### Data rows:
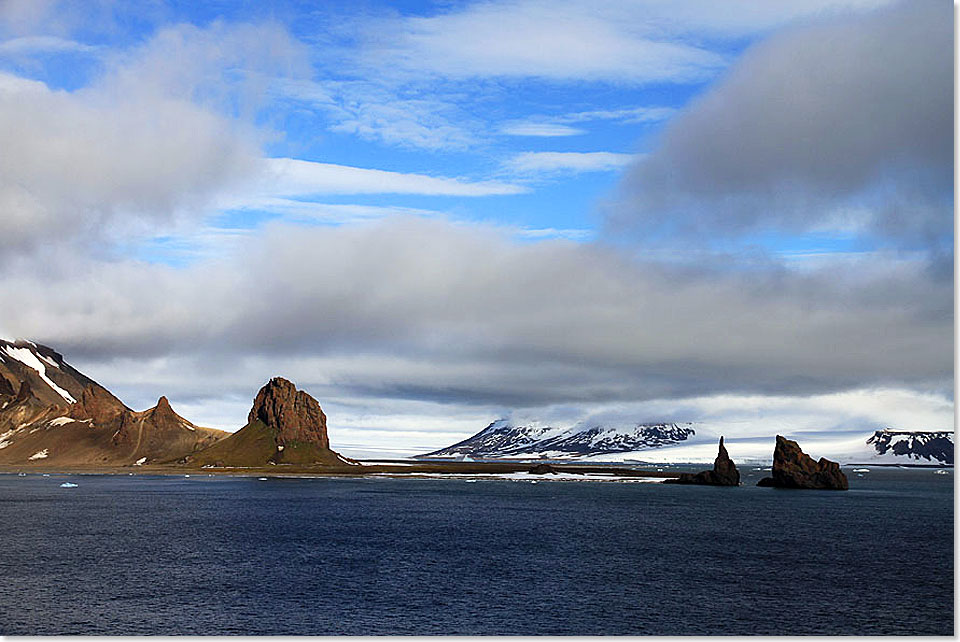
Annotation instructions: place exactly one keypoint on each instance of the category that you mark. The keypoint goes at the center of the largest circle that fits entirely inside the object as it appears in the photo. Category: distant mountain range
(52, 414)
(501, 440)
(665, 442)
(920, 446)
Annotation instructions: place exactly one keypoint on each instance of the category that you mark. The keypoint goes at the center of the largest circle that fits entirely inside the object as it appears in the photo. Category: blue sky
(329, 102)
(435, 214)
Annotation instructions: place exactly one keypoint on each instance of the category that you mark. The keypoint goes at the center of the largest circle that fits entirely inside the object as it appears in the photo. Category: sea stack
(792, 468)
(724, 472)
(285, 426)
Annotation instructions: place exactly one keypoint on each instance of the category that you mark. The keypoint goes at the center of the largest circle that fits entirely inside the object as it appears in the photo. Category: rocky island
(792, 468)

### What the exercise asks:
Give the lines from the one with "Category: rocky island" through the end of the lines above as a two-column CSV with the headers text and answer. Write one row for each line and the answer beneath it, and put each value in a single quoted field with any line breaks turned into spaces.

### Exercise output:
text,answer
"Annotation instructions: place exactly one keypoint on each instance of the category that you mark. The keypoint goes at the center of the largest circle that fits entirely inside the object as it appears in the photo. Category: rocky island","(792, 468)"